## Texto do documento:
»»
Evento destaca plataformas abertas e infraestrutura colaborativa na ciência cidadã
A 6ª edição do ciclo de webinários “Diálogos em Ciência Cidadã” reuniu pesquisadores e apresentou plataformas iNaturalist, eBird e Visão

Por Alice Lira Lima | Apoio: Joana Giacomassa, Luan Alves e Karen Sailer
Quais os tipos de plataformas abertas e infraestruturas interoperáveis vêm sendo utilizadas na ciência cidadã no Brasil? O tema, que é de interesse de pesquisadores de diversas áreas, foi apresentado na 6ª edição do ciclo de webinários “Diálogos em Ciência Cidadã”, do Instituto Nacional de Ciência e Tecnologia em Ciência Cidadã (INCC). O evento, transmitido ao vivo pelo YouTube na última quarta-feira (2), reuniu especialistas para expor ferramentas tecnológicas de mapeamento, catalogação e compartilhamento de dados, com foco na importância da ciência aberta e da governança dos dados.
Mediado por Allan Yu Iwama, engenheiro ambiental e doutor em Ambiente e Sociedade, o webinário, que teve como tema “Tecnologias e Infraestruturas na Ciência Cidadã”, mostrou as infraestruturas tecnológicas iNaturalist, eBird e Visão, bem como os objetivos, a usabilidade e a abertura das ferramentas para a pesquisa.
A primeira apresentação foi de Clara Baringo, mestre em Gestão Ambiental, que atua no Sistema de Informação sobre a Biodiversidade Brasileira (SiBBr). Com experiência em pesquisa, gestão e padronização de dados de biodiversidade, ela apresentou o SiBBr – plataforma on-line, coordenada pelo Ministério de Ciência, Tecnologia e Inovação (MCTI), lançada em 2019, gratuita e de acesso livre, que integra dados de coleções biológicas, projetos do setor privado, licenciamento e iniciativas de ciência cidadã. A pesquisadora destacou dois projetos que alimentam a base de dados: o iNaturalist e o eBird, que juntos representam cerca de 50% dos registros de ciência cidadã brasileira agregados no SiBBr (aproximadamente 17,5 milhões do eBird e 1 milhão do iNaturalist).
««
## Conjunto de dados:
»»
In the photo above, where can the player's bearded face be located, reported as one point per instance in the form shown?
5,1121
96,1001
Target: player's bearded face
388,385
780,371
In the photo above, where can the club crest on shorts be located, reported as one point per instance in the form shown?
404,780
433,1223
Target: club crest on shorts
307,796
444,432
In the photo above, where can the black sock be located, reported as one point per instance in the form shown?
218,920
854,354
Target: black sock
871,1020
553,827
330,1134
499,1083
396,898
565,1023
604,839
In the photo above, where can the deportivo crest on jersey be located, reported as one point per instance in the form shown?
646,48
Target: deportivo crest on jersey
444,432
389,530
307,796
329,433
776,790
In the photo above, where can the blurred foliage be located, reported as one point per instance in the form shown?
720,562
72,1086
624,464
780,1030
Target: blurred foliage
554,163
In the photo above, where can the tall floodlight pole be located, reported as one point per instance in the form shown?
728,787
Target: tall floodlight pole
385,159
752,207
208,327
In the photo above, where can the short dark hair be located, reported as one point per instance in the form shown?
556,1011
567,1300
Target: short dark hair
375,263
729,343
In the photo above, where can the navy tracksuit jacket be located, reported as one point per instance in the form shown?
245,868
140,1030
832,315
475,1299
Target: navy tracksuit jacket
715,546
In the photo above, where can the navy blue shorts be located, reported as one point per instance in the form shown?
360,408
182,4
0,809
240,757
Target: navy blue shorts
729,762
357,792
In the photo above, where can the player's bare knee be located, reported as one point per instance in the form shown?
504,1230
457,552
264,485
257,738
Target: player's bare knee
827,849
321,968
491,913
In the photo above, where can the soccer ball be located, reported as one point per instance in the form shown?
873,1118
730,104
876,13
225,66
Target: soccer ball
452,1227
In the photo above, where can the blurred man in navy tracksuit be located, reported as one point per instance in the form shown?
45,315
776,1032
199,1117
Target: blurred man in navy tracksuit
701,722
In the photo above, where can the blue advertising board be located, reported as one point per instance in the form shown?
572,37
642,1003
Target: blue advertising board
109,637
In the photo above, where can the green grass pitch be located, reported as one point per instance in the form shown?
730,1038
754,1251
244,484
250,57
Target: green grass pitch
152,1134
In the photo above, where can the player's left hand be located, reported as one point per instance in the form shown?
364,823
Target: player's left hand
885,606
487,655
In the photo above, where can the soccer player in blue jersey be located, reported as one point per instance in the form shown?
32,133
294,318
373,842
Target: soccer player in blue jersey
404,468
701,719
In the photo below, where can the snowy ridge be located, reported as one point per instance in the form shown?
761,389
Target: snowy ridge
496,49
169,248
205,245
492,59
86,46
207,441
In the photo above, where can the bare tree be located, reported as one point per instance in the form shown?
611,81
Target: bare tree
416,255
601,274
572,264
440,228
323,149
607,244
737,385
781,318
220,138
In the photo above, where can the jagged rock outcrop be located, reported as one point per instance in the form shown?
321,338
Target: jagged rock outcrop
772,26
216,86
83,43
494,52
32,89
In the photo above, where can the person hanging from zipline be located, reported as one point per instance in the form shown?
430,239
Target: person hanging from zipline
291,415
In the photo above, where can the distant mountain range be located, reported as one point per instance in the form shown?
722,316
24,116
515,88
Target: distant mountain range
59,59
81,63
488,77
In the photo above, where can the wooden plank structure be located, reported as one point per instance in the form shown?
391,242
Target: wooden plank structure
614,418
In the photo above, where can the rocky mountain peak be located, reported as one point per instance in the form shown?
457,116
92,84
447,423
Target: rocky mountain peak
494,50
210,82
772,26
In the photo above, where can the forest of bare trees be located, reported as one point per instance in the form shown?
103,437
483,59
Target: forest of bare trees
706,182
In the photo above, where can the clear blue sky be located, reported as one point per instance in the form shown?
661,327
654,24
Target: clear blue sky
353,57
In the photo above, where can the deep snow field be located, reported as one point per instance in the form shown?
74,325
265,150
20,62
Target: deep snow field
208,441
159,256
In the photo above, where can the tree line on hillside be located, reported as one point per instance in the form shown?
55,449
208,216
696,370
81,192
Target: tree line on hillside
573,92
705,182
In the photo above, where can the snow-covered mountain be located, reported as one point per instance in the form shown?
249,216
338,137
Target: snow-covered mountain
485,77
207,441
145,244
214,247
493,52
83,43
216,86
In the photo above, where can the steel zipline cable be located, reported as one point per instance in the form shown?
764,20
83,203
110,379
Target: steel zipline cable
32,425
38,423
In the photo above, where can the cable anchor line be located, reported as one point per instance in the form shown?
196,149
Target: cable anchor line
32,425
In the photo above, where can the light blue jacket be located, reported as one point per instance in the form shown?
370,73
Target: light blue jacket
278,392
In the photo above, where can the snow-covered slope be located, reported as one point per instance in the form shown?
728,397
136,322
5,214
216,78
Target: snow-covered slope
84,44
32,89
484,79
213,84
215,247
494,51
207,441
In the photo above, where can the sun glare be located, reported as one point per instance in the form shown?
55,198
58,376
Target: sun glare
««
## Enunciado:
Cite literalmente o trecho da notícia sobre o webinário de ciência cidadã que começa nas palavras que contêm "Por Alice Lira" e termina após "governança dos dados.".

## Resposta do exercício:
Por Alice Lira Lima | Apoio: Joana Giacomassa, Luan Alves e Karen Sailer
Quais os tipos de plataformas abertas e infraestruturas interoperáveis vêm sendo utilizadas na ciência cidadã no Brasil? O tema, que é de interesse de pesquisadores de diversas áreas, foi apresentado na 6ª edição do ciclo de webinários “Diálogos em Ciência Cidadã”, do Instituto Nacional de Ciência e Tecnologia em Ciência Cidadã (INCC). O evento, transmitido ao vivo pelo YouTube na última quarta-feira (2), reuniu especialistas para expor ferramentas tecnológicas de mapeamento, catalogação e compartilhamento de dados, com foco na importância da ciência aberta e da governança dos dados.